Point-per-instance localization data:
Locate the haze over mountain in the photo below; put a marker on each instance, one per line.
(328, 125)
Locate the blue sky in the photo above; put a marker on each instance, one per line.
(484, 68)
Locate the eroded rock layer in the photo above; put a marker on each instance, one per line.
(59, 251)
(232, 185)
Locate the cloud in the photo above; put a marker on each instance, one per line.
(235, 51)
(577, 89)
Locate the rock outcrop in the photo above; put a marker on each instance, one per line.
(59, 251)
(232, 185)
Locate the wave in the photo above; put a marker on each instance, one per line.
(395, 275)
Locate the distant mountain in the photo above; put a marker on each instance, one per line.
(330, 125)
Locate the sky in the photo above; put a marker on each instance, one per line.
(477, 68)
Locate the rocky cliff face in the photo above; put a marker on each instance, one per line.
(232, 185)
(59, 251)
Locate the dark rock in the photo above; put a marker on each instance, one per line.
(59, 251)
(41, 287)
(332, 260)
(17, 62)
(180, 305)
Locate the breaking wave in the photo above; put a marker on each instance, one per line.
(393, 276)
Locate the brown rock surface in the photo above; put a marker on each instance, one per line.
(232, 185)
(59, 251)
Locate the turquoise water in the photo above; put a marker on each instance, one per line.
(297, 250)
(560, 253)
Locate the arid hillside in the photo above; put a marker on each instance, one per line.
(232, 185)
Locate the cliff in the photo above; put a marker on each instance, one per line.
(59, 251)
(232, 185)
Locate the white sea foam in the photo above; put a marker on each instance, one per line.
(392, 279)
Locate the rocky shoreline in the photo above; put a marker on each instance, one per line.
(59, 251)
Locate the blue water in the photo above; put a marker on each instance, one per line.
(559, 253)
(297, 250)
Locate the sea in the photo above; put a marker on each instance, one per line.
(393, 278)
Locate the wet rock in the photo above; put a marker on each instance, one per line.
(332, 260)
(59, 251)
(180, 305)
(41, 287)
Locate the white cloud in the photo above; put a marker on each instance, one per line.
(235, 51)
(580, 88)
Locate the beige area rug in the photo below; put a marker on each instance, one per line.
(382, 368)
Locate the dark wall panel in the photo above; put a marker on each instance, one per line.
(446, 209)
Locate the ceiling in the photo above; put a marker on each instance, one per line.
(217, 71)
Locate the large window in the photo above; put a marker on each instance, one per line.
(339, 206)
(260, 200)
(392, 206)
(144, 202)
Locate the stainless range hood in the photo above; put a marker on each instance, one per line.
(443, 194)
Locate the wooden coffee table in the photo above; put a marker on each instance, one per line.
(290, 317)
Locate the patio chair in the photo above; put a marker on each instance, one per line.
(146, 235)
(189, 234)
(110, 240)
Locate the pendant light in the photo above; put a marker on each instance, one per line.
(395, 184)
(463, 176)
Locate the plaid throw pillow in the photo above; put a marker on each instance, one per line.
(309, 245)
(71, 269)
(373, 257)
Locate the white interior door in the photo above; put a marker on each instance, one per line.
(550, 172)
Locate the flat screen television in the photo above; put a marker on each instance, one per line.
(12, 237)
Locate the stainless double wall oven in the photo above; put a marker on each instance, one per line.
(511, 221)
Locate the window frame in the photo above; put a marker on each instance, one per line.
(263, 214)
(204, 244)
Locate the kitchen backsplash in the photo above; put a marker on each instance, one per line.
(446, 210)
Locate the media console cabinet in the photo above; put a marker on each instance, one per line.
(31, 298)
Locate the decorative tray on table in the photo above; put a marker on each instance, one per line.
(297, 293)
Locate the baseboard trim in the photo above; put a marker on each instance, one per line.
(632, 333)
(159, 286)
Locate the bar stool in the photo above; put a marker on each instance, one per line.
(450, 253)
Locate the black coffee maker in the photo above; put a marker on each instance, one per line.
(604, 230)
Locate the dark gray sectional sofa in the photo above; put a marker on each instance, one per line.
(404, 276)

### [Task description]
Which lines run from the one containing "Locate the media" to the final line of the entries? Return those lines exactly, and only those.

### [Written reply]
Locate the media console cabinet in the photo above; put a marker on each instance, one per line.
(31, 298)
Locate the decorative tray on table in the photo above; put a marker on each instance, one per line.
(297, 293)
Locate the baseboard trim in the photo above; put a marker on each instance, one per line.
(632, 333)
(159, 286)
Locate the bar stool in the photo above; put a marker on each instance, one per line.
(450, 253)
Locate the black coffee maker in the photo above; put a marker on each instance, one per line.
(604, 230)
Locate the dark gray sectional sofa in the photo above; put a marker on each instance, one per line.
(404, 276)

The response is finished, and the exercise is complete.